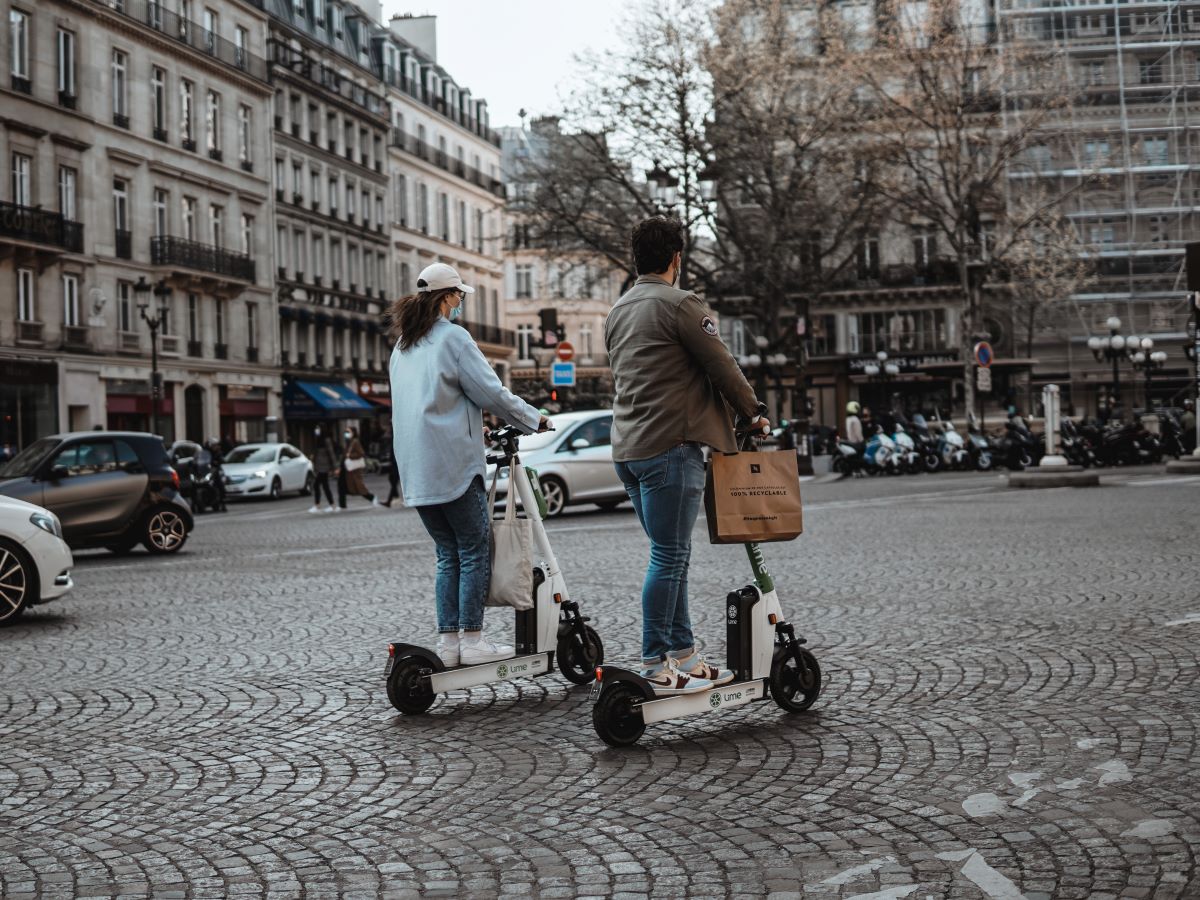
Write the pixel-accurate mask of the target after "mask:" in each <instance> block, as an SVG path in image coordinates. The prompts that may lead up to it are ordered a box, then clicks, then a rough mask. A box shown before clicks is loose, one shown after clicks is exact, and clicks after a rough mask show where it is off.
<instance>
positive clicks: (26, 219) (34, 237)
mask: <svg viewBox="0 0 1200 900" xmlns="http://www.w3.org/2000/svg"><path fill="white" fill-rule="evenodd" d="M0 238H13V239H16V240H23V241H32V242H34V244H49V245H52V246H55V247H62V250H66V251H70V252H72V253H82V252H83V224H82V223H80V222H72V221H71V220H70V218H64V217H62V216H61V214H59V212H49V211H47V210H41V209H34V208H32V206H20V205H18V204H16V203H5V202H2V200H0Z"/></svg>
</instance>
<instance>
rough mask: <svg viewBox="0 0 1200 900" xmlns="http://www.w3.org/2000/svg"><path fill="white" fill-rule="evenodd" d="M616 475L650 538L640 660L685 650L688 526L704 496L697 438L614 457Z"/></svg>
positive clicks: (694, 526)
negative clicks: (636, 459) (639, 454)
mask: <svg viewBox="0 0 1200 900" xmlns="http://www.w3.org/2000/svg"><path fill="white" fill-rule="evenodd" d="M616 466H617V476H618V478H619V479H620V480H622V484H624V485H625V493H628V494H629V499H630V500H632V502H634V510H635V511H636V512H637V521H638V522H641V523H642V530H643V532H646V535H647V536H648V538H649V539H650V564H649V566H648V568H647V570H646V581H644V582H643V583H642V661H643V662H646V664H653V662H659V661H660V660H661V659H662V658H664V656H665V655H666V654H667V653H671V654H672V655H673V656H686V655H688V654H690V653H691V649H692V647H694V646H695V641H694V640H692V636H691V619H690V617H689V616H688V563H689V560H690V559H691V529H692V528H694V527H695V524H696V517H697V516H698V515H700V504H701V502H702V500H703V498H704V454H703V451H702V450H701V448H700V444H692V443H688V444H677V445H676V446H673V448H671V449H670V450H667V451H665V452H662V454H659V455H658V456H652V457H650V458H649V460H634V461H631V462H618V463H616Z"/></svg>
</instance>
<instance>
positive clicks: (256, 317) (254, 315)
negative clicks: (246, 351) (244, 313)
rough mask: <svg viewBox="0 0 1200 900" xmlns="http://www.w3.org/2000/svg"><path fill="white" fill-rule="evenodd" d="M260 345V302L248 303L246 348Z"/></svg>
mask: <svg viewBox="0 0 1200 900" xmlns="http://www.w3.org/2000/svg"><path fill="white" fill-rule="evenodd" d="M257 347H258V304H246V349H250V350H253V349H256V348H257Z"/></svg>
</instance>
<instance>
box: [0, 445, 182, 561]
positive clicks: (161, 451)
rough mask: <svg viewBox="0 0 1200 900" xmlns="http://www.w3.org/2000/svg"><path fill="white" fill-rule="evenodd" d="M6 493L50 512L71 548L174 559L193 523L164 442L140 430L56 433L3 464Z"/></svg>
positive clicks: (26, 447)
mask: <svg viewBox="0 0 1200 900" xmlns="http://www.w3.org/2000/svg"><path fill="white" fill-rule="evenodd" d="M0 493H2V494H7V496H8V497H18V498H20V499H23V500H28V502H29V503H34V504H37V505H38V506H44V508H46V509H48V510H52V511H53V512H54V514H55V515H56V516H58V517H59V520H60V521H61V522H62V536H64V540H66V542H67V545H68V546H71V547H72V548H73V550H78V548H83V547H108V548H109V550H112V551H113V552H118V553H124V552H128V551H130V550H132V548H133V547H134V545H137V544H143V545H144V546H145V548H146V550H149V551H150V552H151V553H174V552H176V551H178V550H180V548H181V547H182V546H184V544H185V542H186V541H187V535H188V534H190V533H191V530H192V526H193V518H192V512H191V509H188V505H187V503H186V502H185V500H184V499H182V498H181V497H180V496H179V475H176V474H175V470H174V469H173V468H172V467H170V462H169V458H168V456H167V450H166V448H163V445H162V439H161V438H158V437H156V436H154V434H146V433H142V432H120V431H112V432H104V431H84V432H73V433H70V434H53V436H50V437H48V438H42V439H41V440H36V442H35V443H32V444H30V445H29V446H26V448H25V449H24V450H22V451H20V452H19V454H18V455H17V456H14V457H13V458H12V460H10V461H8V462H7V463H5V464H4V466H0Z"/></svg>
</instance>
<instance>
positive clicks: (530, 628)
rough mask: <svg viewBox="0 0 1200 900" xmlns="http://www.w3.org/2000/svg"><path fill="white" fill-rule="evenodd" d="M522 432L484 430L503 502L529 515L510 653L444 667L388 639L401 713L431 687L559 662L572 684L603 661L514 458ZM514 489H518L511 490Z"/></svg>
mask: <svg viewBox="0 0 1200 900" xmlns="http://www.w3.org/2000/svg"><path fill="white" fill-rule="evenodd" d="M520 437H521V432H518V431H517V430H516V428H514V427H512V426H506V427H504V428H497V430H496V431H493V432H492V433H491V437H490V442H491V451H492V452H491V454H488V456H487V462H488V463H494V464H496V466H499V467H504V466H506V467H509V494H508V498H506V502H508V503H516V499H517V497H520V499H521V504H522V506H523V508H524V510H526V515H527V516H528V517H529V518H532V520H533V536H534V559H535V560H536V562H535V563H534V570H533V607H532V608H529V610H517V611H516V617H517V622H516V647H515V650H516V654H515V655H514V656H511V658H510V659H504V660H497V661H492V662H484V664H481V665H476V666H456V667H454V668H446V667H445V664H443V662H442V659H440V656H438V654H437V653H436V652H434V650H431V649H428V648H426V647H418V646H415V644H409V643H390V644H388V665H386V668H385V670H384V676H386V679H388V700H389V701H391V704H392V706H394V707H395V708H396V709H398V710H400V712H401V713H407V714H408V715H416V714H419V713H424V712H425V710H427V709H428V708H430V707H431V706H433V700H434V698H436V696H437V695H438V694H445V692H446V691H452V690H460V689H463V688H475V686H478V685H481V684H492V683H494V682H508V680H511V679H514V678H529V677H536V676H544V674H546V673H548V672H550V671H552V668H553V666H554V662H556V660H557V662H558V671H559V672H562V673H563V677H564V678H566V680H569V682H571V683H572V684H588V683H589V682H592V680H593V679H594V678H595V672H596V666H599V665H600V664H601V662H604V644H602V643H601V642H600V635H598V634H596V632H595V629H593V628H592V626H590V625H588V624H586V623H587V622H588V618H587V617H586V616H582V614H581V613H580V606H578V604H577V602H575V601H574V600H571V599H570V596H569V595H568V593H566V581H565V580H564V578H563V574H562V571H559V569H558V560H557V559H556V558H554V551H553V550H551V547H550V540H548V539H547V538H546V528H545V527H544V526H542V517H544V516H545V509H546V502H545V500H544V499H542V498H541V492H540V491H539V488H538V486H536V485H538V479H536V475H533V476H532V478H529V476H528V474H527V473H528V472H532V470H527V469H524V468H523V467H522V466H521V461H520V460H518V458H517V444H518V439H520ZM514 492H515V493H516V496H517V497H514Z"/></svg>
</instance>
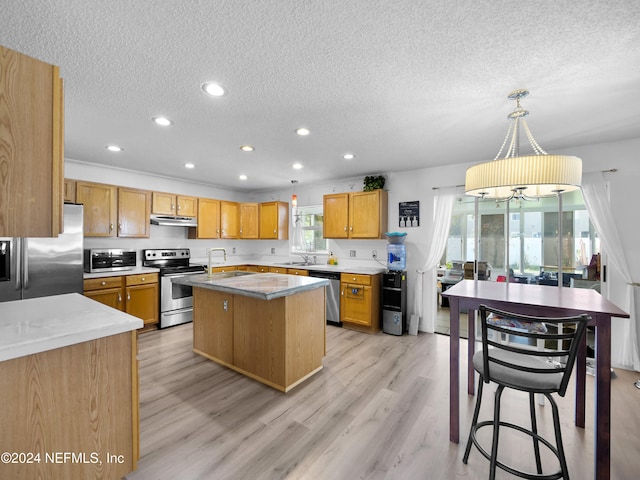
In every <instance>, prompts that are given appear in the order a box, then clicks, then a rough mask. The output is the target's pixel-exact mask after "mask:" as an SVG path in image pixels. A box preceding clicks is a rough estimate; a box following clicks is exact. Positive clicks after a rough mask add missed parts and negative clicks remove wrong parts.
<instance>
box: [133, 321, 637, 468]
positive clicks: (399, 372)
#####
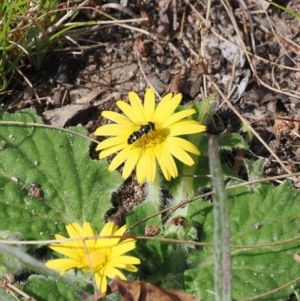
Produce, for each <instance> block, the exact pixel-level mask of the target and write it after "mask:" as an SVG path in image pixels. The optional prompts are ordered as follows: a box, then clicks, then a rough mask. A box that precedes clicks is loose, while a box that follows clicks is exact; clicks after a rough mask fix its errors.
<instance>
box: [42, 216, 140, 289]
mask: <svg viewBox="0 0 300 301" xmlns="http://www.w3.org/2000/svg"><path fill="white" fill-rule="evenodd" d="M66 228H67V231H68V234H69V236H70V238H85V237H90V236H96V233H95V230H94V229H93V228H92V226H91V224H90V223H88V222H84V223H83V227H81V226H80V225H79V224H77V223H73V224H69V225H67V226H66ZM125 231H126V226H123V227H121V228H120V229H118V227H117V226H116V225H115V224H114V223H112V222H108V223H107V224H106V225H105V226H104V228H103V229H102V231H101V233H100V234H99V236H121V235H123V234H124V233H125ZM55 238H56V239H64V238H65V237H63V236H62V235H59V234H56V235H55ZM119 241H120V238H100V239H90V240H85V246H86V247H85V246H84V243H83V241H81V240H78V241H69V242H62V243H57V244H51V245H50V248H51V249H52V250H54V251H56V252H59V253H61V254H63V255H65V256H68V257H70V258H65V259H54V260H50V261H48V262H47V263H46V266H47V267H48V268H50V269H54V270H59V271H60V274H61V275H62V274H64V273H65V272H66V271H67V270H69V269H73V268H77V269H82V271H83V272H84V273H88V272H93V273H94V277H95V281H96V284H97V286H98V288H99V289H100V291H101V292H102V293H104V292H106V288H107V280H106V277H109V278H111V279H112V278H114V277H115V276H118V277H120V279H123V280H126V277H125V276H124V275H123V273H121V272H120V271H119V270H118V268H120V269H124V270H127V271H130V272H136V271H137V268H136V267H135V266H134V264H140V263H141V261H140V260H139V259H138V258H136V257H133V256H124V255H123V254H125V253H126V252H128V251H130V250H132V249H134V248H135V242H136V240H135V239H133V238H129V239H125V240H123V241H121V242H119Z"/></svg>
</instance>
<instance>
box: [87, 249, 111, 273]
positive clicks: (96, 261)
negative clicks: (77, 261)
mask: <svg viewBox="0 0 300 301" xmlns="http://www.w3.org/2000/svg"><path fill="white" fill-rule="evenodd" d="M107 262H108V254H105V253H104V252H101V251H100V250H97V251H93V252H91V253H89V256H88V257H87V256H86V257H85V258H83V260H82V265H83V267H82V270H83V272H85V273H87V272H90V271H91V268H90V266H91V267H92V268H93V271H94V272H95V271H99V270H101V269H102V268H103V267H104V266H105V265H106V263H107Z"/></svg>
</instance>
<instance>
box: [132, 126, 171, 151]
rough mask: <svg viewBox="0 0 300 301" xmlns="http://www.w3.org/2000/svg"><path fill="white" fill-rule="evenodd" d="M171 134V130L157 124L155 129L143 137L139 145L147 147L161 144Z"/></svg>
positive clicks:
#####
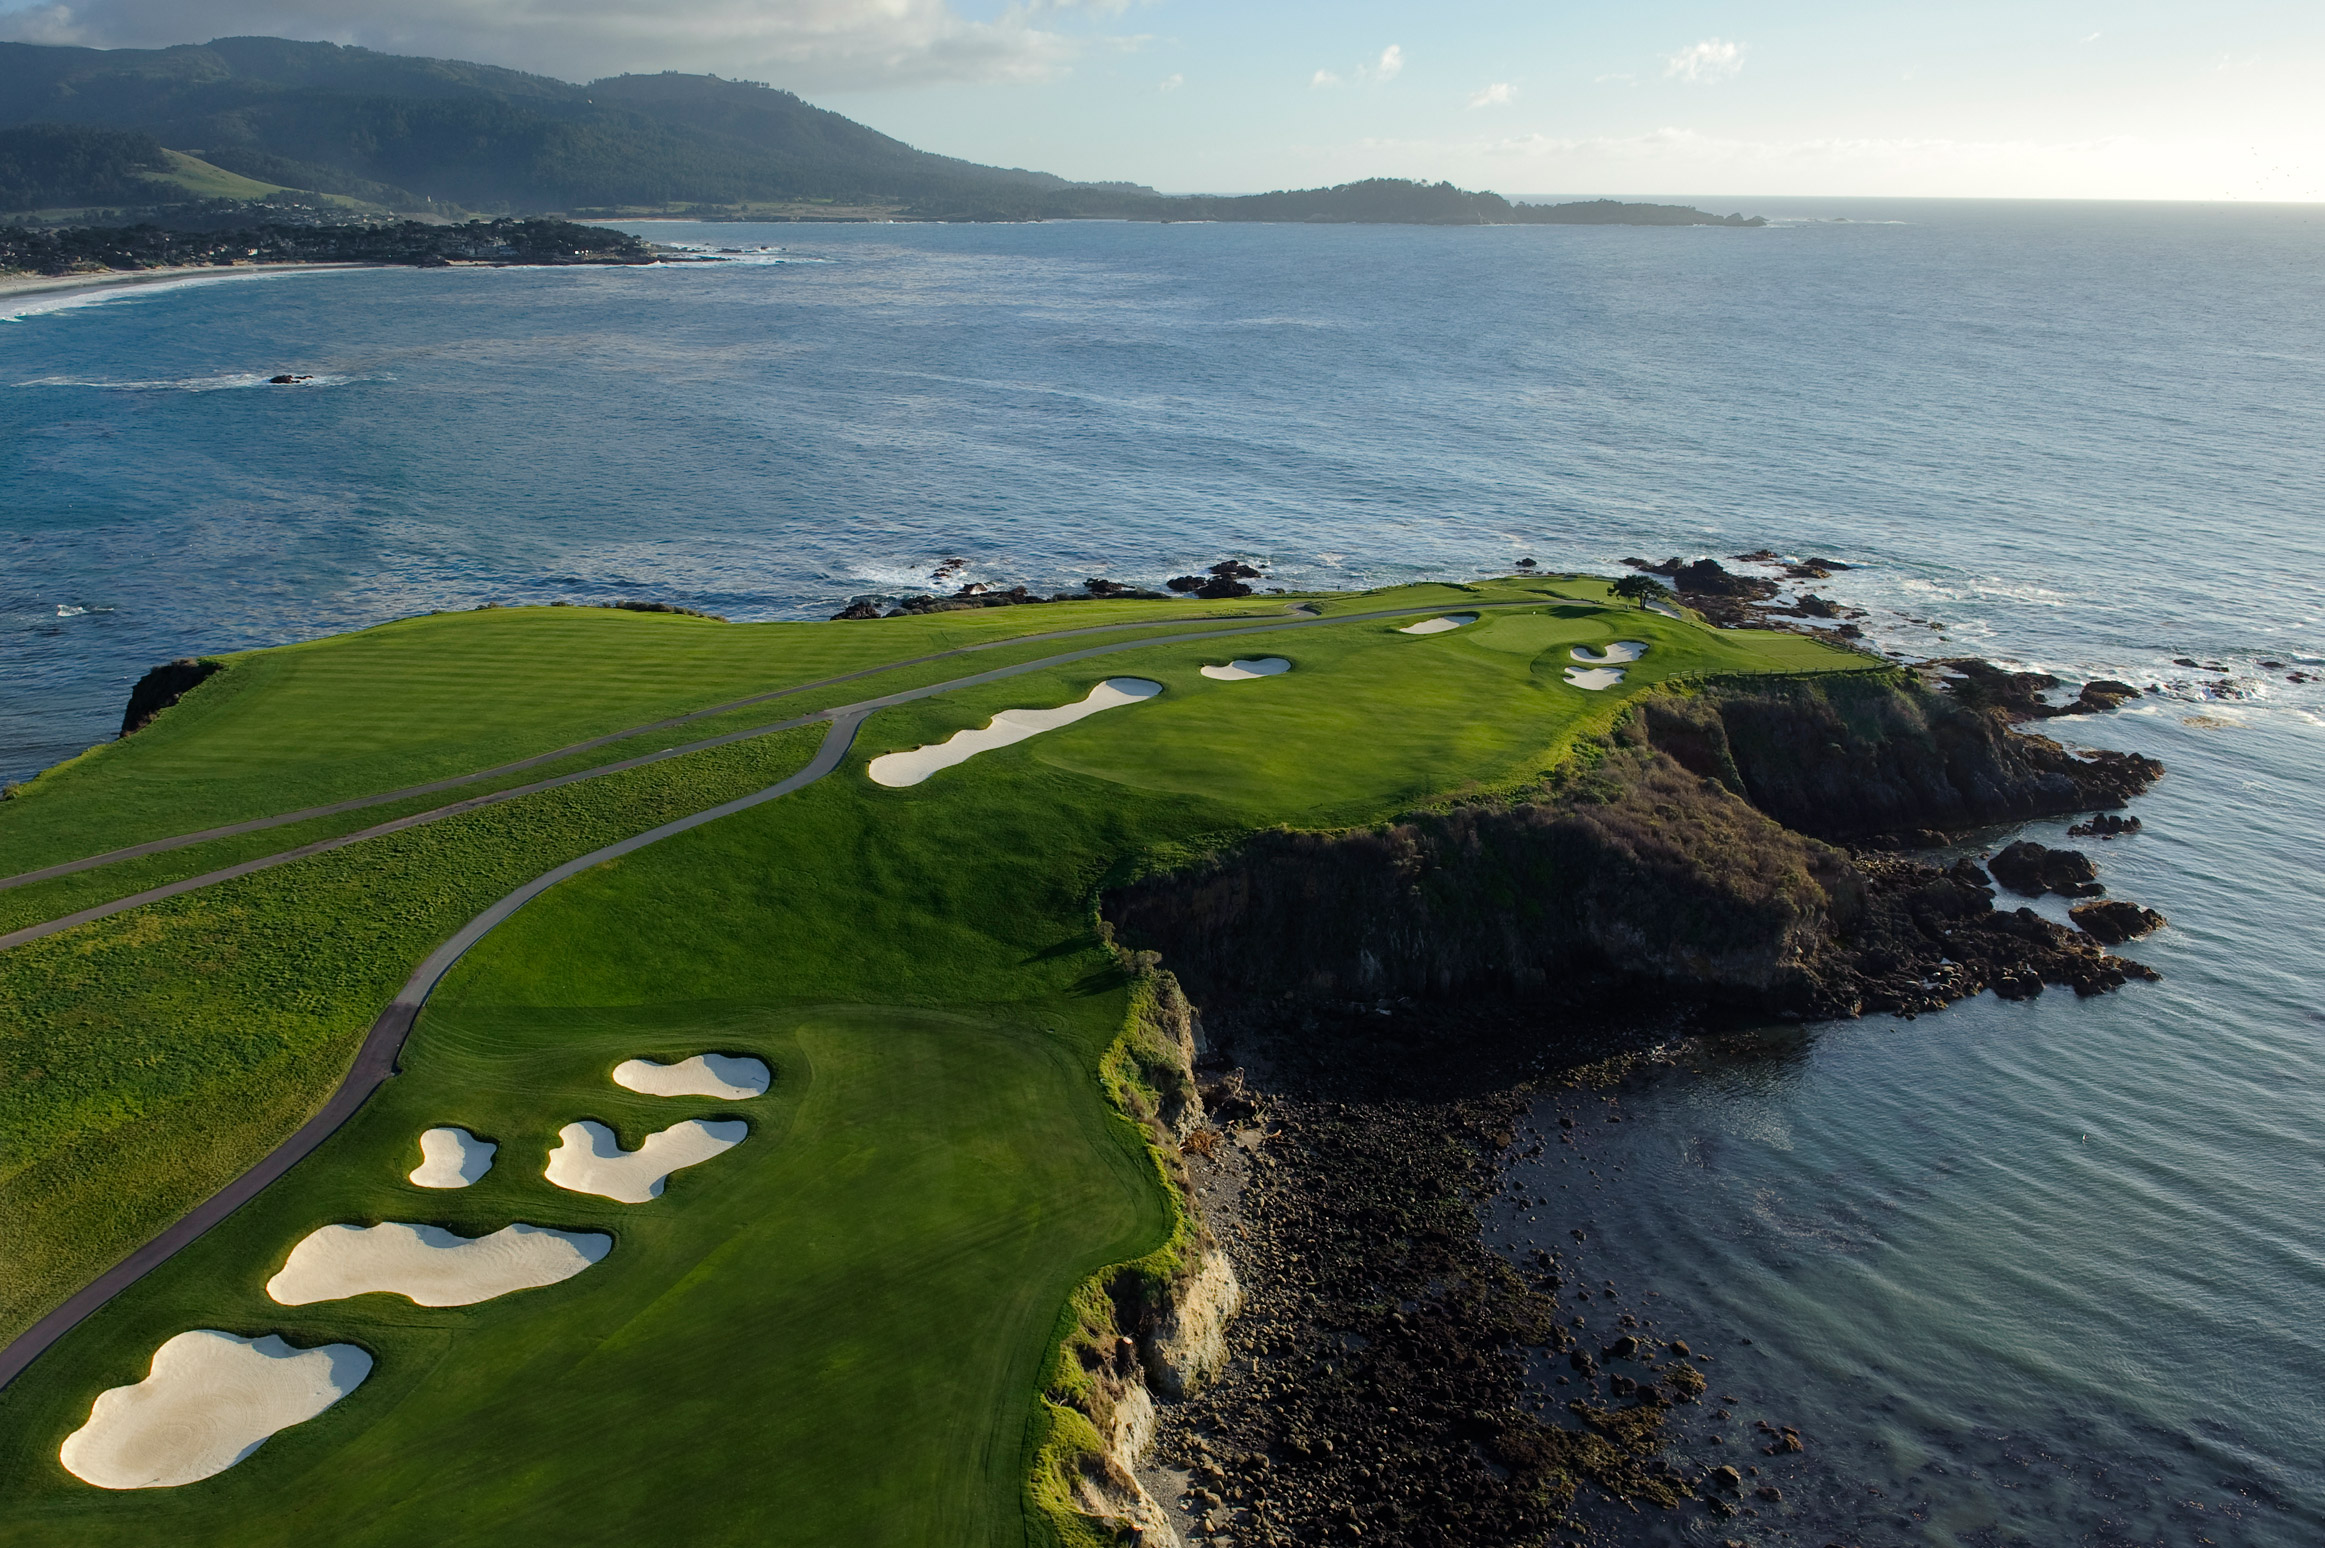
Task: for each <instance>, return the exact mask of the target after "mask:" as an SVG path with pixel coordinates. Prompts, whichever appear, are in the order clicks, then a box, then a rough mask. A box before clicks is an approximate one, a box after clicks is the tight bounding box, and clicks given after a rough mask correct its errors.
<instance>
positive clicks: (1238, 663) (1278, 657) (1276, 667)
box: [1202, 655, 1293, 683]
#####
### EXERCISE DETAILS
Looking at the entries above, work out how many lines contain "before", then reply with that number and no other words.

### ANSWER SECTION
2